## Start Supplied records

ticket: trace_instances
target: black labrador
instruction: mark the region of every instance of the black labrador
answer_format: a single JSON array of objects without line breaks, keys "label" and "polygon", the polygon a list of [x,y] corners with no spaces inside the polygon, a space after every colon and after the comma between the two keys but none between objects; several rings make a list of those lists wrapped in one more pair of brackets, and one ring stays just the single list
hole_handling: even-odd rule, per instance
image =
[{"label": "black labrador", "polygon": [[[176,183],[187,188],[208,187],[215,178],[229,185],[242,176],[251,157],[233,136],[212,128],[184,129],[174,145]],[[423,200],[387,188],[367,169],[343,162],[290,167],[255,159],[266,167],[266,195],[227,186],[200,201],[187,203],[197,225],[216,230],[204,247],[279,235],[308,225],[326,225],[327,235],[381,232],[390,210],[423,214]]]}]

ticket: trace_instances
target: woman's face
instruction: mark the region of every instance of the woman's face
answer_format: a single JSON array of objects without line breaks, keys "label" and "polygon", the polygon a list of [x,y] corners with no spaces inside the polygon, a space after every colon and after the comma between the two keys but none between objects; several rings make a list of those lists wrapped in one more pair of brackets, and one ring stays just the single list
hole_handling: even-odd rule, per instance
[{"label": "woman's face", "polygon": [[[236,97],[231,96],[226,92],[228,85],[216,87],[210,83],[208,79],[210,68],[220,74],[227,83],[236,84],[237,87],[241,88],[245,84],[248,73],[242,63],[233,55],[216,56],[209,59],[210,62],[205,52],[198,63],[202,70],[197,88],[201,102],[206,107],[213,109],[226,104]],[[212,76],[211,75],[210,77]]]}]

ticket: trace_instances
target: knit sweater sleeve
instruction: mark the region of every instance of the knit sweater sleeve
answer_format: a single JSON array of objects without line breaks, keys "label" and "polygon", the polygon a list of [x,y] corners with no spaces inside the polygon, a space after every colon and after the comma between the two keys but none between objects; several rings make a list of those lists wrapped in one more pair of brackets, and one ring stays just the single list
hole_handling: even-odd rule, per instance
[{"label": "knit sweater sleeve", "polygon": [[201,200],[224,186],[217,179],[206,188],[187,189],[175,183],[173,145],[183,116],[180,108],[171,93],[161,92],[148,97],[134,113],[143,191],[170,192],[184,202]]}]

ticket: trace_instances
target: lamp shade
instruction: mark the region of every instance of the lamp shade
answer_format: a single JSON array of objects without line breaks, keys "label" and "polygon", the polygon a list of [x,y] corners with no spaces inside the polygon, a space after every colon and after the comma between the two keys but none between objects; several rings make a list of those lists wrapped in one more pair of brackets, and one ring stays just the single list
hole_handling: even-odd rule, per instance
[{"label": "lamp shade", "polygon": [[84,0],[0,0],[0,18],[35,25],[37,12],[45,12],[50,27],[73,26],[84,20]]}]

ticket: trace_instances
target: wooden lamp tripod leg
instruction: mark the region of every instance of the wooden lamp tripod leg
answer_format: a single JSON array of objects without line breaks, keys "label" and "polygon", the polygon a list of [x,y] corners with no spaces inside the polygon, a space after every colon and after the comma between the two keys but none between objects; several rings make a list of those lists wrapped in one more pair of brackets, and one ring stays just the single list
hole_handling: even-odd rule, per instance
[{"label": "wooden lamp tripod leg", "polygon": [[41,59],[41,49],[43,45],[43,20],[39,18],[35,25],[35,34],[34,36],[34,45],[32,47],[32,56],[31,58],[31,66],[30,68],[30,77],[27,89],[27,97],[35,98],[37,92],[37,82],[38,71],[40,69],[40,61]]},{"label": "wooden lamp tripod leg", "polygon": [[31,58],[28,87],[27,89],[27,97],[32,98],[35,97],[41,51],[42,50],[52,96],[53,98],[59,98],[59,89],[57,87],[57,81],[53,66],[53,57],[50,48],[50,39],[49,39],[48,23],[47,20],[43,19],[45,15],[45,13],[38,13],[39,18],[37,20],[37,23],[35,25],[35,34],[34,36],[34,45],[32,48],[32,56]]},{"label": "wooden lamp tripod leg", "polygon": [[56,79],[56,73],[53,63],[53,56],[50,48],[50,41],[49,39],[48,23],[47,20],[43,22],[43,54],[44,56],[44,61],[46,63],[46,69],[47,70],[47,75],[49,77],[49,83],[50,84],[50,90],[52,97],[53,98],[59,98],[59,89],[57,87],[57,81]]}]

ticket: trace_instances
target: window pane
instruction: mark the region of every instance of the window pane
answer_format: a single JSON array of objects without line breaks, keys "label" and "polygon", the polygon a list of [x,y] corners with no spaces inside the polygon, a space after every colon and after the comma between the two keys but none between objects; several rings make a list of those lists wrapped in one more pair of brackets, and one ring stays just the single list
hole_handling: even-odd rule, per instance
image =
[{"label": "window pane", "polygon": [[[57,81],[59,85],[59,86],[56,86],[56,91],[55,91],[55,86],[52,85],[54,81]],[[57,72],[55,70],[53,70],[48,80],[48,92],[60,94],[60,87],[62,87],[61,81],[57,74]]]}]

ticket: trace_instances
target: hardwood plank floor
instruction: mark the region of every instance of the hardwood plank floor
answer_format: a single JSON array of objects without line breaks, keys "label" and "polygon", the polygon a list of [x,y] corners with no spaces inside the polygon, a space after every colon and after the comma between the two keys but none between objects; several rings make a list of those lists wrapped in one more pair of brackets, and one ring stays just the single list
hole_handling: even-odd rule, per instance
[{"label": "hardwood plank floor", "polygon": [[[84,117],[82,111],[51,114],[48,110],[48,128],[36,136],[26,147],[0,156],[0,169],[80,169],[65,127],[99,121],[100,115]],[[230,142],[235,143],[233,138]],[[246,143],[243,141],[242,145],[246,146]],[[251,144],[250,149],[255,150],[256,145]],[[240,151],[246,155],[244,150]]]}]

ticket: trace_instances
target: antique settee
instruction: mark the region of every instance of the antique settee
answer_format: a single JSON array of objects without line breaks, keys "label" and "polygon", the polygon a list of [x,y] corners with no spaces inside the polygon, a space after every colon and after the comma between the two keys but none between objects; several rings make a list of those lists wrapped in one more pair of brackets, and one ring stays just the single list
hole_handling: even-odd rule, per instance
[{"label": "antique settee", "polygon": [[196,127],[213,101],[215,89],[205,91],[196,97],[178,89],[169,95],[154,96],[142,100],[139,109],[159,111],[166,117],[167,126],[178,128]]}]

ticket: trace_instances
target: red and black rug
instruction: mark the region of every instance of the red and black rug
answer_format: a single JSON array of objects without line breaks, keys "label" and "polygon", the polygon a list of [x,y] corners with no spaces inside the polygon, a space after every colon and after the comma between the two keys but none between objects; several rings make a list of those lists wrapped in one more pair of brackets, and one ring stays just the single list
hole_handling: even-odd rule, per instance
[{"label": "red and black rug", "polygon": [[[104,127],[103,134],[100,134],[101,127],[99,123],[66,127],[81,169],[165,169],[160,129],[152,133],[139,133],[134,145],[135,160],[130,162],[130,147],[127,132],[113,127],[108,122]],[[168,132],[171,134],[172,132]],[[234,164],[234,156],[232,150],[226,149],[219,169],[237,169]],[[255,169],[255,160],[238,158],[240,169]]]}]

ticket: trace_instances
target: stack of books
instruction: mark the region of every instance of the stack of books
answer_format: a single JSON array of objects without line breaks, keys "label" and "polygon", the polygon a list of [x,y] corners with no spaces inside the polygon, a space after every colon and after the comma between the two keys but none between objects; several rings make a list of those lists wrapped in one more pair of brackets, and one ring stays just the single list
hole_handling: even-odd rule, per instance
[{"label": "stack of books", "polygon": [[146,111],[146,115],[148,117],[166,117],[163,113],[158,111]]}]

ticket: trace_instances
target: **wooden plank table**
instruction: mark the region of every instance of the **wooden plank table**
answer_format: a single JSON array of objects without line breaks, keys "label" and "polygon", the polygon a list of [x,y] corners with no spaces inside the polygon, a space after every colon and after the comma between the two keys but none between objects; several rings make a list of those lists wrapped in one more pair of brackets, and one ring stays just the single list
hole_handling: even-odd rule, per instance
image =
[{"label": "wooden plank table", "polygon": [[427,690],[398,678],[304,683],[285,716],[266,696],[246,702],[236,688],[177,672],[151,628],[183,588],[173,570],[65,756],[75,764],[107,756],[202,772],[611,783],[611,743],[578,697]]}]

## End Supplied records

Given request: Please locate every line in the material above that contains the string "pane" and copy each of those lines.

Final result:
target: window pane
instruction: mark the region of every instance of the window pane
[{"label": "window pane", "polygon": [[[57,81],[59,85],[59,86],[56,86],[56,91],[55,91],[55,86],[52,85],[54,81]],[[57,72],[55,70],[53,70],[48,80],[48,92],[60,94],[60,87],[62,87],[61,81],[57,74]]]}]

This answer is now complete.